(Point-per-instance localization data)
_ _ _ _ _
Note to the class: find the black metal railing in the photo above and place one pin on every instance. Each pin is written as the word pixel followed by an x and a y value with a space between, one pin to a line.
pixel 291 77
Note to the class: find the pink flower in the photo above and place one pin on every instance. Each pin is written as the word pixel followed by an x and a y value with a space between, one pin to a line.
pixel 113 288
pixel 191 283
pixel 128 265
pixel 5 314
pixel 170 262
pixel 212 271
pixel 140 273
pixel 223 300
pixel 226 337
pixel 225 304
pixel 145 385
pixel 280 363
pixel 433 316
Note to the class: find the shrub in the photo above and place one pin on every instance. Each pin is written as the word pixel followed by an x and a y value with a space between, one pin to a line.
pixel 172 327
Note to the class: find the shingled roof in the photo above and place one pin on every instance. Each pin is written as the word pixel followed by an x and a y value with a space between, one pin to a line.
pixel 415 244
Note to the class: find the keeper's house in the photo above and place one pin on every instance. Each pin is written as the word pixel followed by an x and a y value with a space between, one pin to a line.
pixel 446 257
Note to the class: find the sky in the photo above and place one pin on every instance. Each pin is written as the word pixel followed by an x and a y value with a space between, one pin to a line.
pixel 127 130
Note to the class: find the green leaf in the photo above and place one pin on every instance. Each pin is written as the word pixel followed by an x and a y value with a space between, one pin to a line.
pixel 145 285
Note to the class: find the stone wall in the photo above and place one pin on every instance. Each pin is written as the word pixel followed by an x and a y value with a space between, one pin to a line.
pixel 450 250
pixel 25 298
_ _ _ _ _
● **YOUR ASSIGNMENT**: Give the data back exactly as it stands.

● **ANSWER TO THE PROBLEM**:
Note to the class: find the black metal railing in the photo above and place one pin on every instance. Each pin is written as the word pixel followed by an x and a y value with a space between, one pin to a line.
pixel 291 77
Note to the class: find the pink flower in the photo above and place one pin on every instance. Each pin is written as the word pixel followed by an x and a y value with a space between, one pin to a line.
pixel 113 288
pixel 191 283
pixel 128 265
pixel 5 314
pixel 170 262
pixel 212 271
pixel 140 273
pixel 223 300
pixel 226 337
pixel 225 304
pixel 145 385
pixel 280 363
pixel 433 316
Note to the class: find the shrub in the photo above and place one pin on every instance. Each pin is written as the word pixel followed by an x and a y value with a space between, one pin to a line.
pixel 172 327
Note to the class: find the shingled roof in the photo above and place one pin on every instance. Each pin is written as the word pixel followed by an x and a y value with a space between, one pin to a line.
pixel 415 244
Note to the class: find the keeper's house in the photo above and place one pin on every instance. Each pin is written as the word pixel followed by an x and a y value with a space between, one pin to a line.
pixel 446 257
Note to the class: find the sky in the photo above and place one pin on every instance. Each pin is written as the word pixel followed by an x and a y value with a space between, one pin to a line.
pixel 127 130
Note to the class: find the green leaf in the photo above and place one pin on every instance. Each pin is written as the word pixel followed by an x and a y value with a space between, one pin to a line.
pixel 145 285
Note to the class: find the stone wall in the photo above and place one pin on every instance. Each pin is written as the word pixel followed by an x and a y value with a space between, one pin to a line.
pixel 450 250
pixel 25 298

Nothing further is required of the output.